EXTRACTED MATERIAL:
== Segment start ==
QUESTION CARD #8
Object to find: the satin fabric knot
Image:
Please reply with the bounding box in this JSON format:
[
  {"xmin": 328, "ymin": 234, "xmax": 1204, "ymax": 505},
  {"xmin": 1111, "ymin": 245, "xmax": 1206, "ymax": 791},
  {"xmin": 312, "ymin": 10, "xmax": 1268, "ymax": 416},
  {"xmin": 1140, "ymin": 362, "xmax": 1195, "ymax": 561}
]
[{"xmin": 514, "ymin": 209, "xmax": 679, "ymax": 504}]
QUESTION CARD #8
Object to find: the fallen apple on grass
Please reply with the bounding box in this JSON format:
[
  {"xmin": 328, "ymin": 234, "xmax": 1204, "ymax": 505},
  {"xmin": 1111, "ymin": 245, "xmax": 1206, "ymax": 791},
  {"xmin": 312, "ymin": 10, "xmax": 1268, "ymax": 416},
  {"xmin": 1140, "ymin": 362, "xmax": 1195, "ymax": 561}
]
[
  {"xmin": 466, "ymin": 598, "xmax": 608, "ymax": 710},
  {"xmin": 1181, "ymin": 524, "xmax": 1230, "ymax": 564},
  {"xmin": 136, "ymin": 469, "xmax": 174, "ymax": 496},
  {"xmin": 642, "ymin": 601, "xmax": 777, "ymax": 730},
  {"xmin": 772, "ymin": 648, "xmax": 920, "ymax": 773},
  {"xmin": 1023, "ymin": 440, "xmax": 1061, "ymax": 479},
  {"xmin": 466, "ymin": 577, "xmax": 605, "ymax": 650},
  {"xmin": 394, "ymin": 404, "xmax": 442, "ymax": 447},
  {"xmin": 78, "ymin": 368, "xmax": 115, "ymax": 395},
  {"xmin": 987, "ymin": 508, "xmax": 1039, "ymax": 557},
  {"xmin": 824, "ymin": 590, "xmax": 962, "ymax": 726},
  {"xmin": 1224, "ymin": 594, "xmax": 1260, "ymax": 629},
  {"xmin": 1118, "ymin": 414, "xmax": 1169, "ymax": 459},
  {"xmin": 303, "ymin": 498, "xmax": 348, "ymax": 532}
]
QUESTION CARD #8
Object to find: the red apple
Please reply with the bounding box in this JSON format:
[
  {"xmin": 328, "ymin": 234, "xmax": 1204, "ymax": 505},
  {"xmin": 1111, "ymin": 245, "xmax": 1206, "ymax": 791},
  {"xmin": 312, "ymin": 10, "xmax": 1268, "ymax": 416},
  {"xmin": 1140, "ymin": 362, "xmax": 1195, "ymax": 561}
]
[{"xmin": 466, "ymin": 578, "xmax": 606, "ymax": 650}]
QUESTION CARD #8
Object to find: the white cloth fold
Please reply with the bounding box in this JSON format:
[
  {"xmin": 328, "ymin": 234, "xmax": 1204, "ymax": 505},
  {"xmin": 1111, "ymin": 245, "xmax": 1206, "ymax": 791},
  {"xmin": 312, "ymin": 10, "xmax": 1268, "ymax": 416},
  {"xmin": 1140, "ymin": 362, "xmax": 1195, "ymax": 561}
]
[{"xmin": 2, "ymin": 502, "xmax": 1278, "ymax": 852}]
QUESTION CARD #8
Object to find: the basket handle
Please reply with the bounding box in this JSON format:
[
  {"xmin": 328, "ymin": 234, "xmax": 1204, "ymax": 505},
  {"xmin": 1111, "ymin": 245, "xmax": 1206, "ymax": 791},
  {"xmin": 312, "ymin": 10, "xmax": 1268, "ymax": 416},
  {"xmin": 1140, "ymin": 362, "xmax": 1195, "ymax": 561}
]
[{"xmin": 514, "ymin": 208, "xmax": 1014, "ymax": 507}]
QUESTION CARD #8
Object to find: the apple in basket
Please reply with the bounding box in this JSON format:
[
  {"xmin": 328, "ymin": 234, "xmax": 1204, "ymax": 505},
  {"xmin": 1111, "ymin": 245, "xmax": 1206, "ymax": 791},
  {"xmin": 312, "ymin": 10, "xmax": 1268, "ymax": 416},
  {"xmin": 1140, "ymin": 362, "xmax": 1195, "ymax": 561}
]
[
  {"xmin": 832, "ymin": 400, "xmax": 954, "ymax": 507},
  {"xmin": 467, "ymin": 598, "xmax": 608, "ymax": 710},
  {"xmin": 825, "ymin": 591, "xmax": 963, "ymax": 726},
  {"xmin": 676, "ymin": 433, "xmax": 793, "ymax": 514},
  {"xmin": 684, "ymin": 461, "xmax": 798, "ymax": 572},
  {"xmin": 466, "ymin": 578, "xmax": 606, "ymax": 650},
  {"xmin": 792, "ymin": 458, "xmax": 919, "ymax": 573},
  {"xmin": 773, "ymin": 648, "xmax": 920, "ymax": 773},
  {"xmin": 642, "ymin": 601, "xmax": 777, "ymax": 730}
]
== Segment end ==
Reproduce the entries above exactly.

QUESTION CARD #8
Object to find: the satin fabric knot
Image:
Please reply with the bounding box in this JSON format:
[
  {"xmin": 328, "ymin": 234, "xmax": 1204, "ymax": 505},
  {"xmin": 1111, "ymin": 245, "xmax": 1206, "ymax": 791},
  {"xmin": 312, "ymin": 10, "xmax": 1268, "ymax": 416},
  {"xmin": 1140, "ymin": 362, "xmax": 1195, "ymax": 561}
]
[{"xmin": 514, "ymin": 209, "xmax": 679, "ymax": 504}]
QUESTION CARD #8
Object to find: the fallen apple on grass
Please reply with the bounding box in this JSON format:
[
  {"xmin": 328, "ymin": 234, "xmax": 1204, "ymax": 505},
  {"xmin": 1111, "ymin": 245, "xmax": 1206, "ymax": 791},
  {"xmin": 312, "ymin": 10, "xmax": 1268, "ymax": 416},
  {"xmin": 1140, "ymin": 362, "xmax": 1195, "ymax": 561}
]
[
  {"xmin": 466, "ymin": 598, "xmax": 608, "ymax": 710},
  {"xmin": 1181, "ymin": 524, "xmax": 1230, "ymax": 564},
  {"xmin": 136, "ymin": 469, "xmax": 174, "ymax": 496},
  {"xmin": 642, "ymin": 601, "xmax": 777, "ymax": 730},
  {"xmin": 772, "ymin": 648, "xmax": 920, "ymax": 773},
  {"xmin": 1023, "ymin": 440, "xmax": 1061, "ymax": 479},
  {"xmin": 466, "ymin": 577, "xmax": 605, "ymax": 650},
  {"xmin": 394, "ymin": 404, "xmax": 442, "ymax": 447},
  {"xmin": 78, "ymin": 368, "xmax": 115, "ymax": 395},
  {"xmin": 987, "ymin": 508, "xmax": 1039, "ymax": 557},
  {"xmin": 824, "ymin": 590, "xmax": 962, "ymax": 726},
  {"xmin": 1224, "ymin": 594, "xmax": 1260, "ymax": 629},
  {"xmin": 1118, "ymin": 414, "xmax": 1169, "ymax": 459},
  {"xmin": 303, "ymin": 498, "xmax": 348, "ymax": 532}
]
QUESTION CARD #8
Object to find: the red apple
Please reply with the bounding box in this JSON format:
[
  {"xmin": 328, "ymin": 234, "xmax": 1204, "ymax": 505},
  {"xmin": 1111, "ymin": 245, "xmax": 1206, "ymax": 791},
  {"xmin": 312, "ymin": 10, "xmax": 1268, "ymax": 416},
  {"xmin": 1140, "ymin": 362, "xmax": 1195, "ymax": 561}
]
[{"xmin": 466, "ymin": 578, "xmax": 606, "ymax": 650}]
QUESTION CARD #8
Object to find: the white cloth fold
Please reply with the bounding box in this JSON format:
[
  {"xmin": 328, "ymin": 234, "xmax": 1204, "ymax": 505},
  {"xmin": 1111, "ymin": 245, "xmax": 1206, "ymax": 791},
  {"xmin": 312, "ymin": 10, "xmax": 1268, "ymax": 416},
  {"xmin": 1140, "ymin": 362, "xmax": 1195, "ymax": 561}
]
[{"xmin": 2, "ymin": 502, "xmax": 1278, "ymax": 852}]
QUESTION CARD #8
Object to find: the basket handle
Please reply with the bounding box in this JSON format:
[
  {"xmin": 328, "ymin": 234, "xmax": 1204, "ymax": 505},
  {"xmin": 1111, "ymin": 245, "xmax": 1206, "ymax": 791},
  {"xmin": 312, "ymin": 10, "xmax": 1268, "ymax": 416},
  {"xmin": 1140, "ymin": 362, "xmax": 1195, "ymax": 561}
]
[{"xmin": 514, "ymin": 208, "xmax": 1014, "ymax": 507}]
QUESTION CARD #8
Object to find: the apple in basket
Please reply with the bounding box in this JSON format:
[
  {"xmin": 328, "ymin": 234, "xmax": 1204, "ymax": 505},
  {"xmin": 1111, "ymin": 245, "xmax": 1206, "ymax": 791},
  {"xmin": 312, "ymin": 10, "xmax": 1268, "ymax": 416},
  {"xmin": 1140, "ymin": 362, "xmax": 1195, "ymax": 561}
]
[
  {"xmin": 832, "ymin": 400, "xmax": 954, "ymax": 507},
  {"xmin": 467, "ymin": 598, "xmax": 608, "ymax": 710},
  {"xmin": 825, "ymin": 591, "xmax": 963, "ymax": 726},
  {"xmin": 676, "ymin": 433, "xmax": 793, "ymax": 514},
  {"xmin": 684, "ymin": 461, "xmax": 798, "ymax": 572},
  {"xmin": 466, "ymin": 578, "xmax": 606, "ymax": 650},
  {"xmin": 792, "ymin": 458, "xmax": 919, "ymax": 573},
  {"xmin": 773, "ymin": 648, "xmax": 920, "ymax": 773},
  {"xmin": 642, "ymin": 601, "xmax": 777, "ymax": 730}
]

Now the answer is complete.